Pull out each line in the rows below that contains the string "path", and copy those lines unchanged.

| Excerpts from a location annotation dataset |
◆ ◆ ◆ ◆ ◆

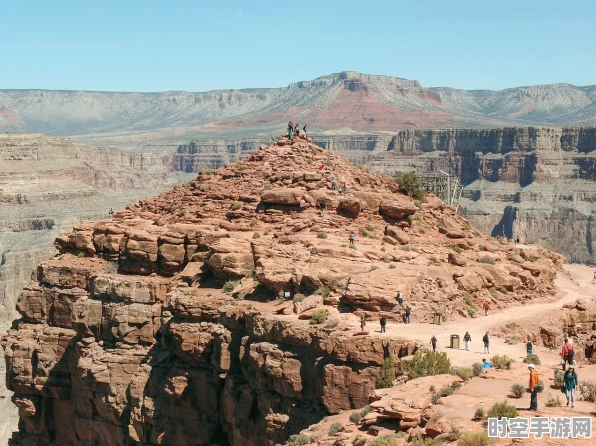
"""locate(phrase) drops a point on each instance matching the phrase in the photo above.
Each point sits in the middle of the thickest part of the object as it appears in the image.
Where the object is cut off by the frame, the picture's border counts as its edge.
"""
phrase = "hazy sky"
(200, 45)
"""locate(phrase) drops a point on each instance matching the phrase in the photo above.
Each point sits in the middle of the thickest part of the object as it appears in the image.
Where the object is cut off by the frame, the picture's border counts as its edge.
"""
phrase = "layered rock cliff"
(533, 183)
(170, 323)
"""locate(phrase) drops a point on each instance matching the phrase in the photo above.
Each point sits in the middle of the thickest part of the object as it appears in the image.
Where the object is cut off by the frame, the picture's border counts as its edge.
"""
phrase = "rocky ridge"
(168, 324)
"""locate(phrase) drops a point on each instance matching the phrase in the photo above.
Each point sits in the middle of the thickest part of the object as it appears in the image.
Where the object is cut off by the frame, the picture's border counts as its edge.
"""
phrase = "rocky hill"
(48, 184)
(170, 323)
(338, 103)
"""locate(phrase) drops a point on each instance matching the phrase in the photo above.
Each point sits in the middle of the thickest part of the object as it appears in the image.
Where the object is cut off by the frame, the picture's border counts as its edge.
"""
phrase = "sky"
(200, 45)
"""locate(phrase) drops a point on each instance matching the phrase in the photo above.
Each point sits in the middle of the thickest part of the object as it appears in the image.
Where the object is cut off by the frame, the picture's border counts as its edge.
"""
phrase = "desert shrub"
(487, 259)
(428, 363)
(298, 440)
(422, 441)
(477, 369)
(552, 402)
(517, 390)
(501, 362)
(532, 359)
(465, 373)
(355, 417)
(474, 438)
(323, 291)
(502, 409)
(230, 285)
(335, 428)
(588, 390)
(318, 317)
(410, 184)
(386, 374)
(479, 414)
(385, 440)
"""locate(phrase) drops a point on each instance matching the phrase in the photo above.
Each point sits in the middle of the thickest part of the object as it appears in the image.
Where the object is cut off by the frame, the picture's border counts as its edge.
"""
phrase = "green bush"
(386, 373)
(335, 428)
(502, 409)
(552, 402)
(474, 438)
(477, 369)
(411, 185)
(588, 390)
(298, 440)
(532, 359)
(501, 362)
(428, 363)
(517, 390)
(479, 414)
(230, 285)
(319, 317)
(558, 379)
(323, 291)
(465, 373)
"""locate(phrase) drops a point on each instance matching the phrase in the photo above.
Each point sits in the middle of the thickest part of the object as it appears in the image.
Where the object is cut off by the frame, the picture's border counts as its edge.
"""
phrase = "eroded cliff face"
(533, 183)
(165, 326)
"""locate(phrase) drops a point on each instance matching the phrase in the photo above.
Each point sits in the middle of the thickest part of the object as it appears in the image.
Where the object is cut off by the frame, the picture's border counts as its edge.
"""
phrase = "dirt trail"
(570, 289)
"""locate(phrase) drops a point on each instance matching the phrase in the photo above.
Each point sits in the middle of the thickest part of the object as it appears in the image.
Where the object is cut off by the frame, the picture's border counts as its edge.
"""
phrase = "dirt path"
(579, 286)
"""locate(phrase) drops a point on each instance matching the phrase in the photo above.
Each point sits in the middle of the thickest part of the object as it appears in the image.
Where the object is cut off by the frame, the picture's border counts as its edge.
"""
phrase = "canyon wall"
(533, 183)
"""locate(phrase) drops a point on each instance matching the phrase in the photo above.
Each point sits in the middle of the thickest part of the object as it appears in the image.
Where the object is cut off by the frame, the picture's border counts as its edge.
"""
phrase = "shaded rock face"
(122, 342)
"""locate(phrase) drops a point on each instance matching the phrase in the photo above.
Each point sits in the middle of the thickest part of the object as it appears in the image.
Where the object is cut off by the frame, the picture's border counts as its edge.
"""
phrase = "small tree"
(428, 363)
(387, 373)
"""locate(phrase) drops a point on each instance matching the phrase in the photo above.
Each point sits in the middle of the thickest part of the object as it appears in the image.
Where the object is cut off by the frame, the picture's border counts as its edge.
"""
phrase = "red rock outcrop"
(169, 325)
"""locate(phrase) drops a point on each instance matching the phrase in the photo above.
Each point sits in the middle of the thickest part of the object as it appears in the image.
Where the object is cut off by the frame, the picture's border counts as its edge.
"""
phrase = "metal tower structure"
(444, 185)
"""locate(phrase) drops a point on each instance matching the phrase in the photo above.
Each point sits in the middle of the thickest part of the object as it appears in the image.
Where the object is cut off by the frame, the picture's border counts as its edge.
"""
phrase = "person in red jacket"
(567, 354)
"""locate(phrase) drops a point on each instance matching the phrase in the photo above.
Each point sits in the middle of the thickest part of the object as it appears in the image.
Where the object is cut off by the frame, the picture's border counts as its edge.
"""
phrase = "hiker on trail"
(567, 354)
(569, 384)
(486, 307)
(400, 299)
(534, 387)
(529, 347)
(485, 340)
(467, 340)
(433, 341)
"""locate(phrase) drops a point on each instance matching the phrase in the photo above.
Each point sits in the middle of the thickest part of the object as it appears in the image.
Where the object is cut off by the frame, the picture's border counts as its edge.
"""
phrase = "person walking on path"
(567, 354)
(529, 347)
(400, 299)
(486, 342)
(570, 383)
(486, 307)
(534, 387)
(433, 341)
(467, 340)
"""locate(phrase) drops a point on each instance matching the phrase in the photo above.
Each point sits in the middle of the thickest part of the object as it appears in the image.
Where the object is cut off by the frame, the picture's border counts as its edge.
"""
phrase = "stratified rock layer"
(162, 326)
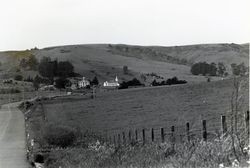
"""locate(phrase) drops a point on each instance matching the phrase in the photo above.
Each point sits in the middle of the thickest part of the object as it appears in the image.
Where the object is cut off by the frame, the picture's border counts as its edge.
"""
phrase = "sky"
(25, 24)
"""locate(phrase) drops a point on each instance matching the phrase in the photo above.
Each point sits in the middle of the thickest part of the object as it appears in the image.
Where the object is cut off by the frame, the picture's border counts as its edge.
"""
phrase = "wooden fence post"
(136, 135)
(172, 137)
(247, 126)
(114, 140)
(124, 137)
(129, 136)
(119, 140)
(143, 136)
(110, 139)
(223, 124)
(188, 131)
(204, 130)
(162, 135)
(172, 134)
(152, 135)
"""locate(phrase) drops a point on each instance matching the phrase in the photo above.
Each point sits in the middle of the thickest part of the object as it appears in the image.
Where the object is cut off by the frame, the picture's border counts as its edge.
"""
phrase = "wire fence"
(209, 128)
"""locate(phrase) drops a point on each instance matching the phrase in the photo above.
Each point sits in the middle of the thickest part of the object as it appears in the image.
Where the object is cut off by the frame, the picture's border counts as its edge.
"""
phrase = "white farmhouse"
(83, 83)
(114, 83)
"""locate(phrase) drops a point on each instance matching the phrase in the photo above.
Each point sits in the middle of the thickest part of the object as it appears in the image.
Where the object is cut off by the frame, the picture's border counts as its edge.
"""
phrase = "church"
(113, 83)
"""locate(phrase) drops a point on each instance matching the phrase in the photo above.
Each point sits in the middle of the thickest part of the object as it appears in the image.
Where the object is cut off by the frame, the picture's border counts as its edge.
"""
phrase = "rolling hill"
(107, 60)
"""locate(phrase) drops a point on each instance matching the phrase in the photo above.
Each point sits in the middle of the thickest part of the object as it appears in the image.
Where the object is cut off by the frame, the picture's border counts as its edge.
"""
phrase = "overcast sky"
(28, 23)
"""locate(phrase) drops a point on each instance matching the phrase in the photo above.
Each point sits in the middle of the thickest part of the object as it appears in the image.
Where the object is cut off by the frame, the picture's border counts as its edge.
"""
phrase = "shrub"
(133, 82)
(18, 77)
(204, 68)
(61, 82)
(60, 136)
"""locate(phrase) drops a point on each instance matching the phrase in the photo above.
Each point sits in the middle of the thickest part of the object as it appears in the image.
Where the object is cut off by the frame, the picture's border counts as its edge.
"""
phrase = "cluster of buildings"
(77, 83)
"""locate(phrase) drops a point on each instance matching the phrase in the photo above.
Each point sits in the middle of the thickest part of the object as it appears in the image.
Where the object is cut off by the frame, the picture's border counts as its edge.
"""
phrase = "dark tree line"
(29, 63)
(132, 83)
(212, 69)
(204, 68)
(240, 69)
(170, 81)
(50, 69)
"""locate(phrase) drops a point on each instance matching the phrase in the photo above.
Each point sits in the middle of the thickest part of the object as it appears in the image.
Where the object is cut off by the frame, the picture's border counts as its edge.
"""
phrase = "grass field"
(124, 110)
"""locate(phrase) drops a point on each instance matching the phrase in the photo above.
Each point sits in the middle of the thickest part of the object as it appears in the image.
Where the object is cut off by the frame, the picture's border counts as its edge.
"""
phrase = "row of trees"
(204, 68)
(212, 69)
(50, 69)
(240, 69)
(132, 83)
(170, 81)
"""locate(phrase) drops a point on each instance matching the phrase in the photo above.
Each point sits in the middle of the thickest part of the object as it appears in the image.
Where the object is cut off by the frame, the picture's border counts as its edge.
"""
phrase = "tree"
(18, 77)
(61, 83)
(65, 69)
(204, 68)
(238, 69)
(47, 68)
(32, 62)
(221, 69)
(94, 81)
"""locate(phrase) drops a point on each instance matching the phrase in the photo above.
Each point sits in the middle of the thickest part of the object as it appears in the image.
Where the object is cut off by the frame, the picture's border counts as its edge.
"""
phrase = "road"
(12, 137)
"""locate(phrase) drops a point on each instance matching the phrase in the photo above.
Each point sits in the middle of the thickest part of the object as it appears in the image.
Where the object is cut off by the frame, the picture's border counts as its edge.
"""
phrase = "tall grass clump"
(59, 135)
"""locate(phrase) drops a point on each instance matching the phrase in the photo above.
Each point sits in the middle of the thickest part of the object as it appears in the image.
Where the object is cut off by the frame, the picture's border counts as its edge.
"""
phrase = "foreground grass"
(192, 154)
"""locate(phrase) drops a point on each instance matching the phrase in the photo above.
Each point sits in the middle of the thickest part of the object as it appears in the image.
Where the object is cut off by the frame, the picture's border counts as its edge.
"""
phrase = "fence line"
(149, 135)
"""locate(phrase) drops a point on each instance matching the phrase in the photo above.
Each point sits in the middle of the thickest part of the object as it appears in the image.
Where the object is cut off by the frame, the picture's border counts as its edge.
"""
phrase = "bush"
(60, 136)
(18, 77)
(204, 68)
(133, 82)
(170, 81)
(61, 83)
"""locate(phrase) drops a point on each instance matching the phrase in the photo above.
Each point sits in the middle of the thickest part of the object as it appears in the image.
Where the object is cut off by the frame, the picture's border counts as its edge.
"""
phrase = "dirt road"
(12, 137)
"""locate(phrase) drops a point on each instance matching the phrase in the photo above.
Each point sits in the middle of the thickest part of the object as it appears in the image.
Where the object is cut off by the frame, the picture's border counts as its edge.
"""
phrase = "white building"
(83, 83)
(112, 83)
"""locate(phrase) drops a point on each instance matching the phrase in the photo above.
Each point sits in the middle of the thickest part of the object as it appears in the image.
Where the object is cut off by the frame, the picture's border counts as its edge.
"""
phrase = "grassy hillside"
(154, 107)
(106, 61)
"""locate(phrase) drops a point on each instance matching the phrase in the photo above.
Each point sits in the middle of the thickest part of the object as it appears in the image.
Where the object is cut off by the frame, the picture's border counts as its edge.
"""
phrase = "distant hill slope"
(107, 60)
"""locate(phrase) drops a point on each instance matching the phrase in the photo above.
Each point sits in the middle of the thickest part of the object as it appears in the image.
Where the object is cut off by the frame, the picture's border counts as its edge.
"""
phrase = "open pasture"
(145, 108)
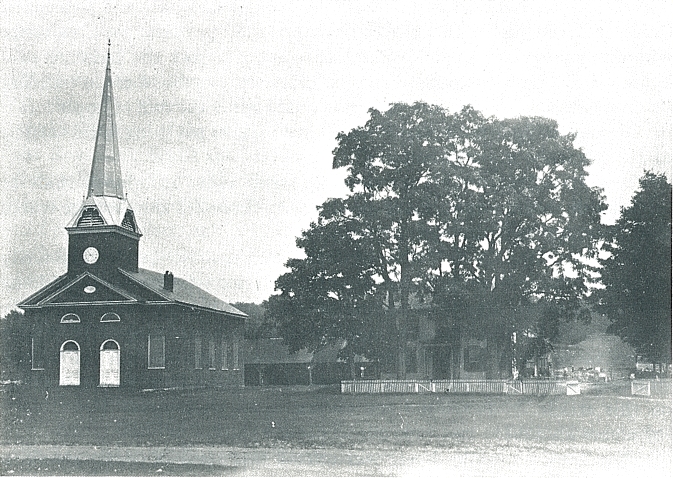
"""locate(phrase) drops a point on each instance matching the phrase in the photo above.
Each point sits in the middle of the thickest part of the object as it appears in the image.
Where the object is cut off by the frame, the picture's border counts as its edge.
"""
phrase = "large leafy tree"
(480, 215)
(637, 273)
(517, 231)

◆ ◆ ◆ ◆ ◆

| The response |
phrase = "dirt path"
phrase = "person walking on path"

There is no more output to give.